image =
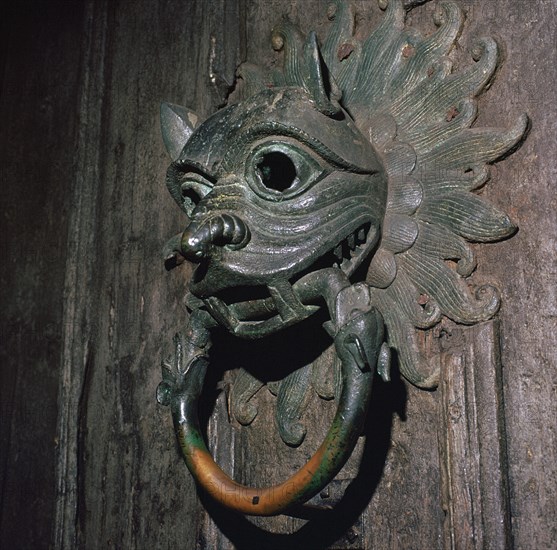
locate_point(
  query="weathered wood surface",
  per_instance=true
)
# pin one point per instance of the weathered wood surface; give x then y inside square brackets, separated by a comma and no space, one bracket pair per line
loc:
[472,447]
[39,92]
[87,306]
* * * * * * *
**What is expected**
Can you copy the material above line for line, without changing anything, but leave out the picture?

**Output**
image =
locate_point(
  query="weathered wood surface",
  per_instance=true
)
# pin one point per instance of the weathered wood surface; give x then y inside square brackets, separated by a comma and no space, one bracket pair per line
loc:
[472,447]
[39,92]
[87,306]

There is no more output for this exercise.